Extracted data Start Marker
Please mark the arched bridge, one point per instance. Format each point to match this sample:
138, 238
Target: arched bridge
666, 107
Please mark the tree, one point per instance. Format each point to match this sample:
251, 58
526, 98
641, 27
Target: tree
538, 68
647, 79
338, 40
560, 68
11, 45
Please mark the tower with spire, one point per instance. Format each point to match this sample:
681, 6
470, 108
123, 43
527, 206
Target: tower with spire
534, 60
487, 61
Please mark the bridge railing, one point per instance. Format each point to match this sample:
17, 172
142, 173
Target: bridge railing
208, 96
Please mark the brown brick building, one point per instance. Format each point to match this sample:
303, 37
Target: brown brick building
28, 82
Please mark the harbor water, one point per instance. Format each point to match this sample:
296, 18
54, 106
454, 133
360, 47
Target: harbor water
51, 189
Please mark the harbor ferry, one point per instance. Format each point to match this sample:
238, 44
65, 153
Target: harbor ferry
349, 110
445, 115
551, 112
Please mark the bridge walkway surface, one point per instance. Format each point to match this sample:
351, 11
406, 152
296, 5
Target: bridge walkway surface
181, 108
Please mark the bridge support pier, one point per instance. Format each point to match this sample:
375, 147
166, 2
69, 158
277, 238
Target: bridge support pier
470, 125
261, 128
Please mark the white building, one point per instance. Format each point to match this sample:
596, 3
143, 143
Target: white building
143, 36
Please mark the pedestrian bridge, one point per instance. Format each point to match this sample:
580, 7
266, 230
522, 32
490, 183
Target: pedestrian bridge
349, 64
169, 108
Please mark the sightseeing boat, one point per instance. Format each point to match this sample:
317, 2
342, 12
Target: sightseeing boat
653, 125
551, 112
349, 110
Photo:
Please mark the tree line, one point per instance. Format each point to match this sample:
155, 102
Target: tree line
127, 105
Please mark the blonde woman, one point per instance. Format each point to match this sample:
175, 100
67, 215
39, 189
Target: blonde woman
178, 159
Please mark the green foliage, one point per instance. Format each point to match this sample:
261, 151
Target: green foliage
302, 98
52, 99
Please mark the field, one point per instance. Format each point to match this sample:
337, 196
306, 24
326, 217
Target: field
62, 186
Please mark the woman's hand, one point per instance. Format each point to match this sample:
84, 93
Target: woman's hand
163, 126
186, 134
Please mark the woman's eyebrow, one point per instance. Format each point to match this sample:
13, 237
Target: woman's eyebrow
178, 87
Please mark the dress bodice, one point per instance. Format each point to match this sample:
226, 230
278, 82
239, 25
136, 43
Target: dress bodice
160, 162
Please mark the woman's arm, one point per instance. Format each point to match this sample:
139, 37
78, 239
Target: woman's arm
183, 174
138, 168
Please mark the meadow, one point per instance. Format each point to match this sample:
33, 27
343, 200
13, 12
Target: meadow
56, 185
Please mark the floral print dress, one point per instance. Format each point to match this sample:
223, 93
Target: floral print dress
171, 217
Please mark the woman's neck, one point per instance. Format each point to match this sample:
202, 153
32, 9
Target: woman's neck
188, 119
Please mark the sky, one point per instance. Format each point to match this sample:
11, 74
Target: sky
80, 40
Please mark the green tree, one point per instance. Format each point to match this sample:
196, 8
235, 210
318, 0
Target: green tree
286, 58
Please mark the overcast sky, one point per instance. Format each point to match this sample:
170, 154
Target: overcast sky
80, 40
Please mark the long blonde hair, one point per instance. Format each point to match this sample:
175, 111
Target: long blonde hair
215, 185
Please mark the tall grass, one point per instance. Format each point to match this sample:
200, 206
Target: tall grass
Extracted data End Marker
Problem statement:
Search the material for the string "tall" and return each line that has it.

Response to the task:
Please mark the tall grass, one point per instance. Format each point to match this sample:
Target: tall grass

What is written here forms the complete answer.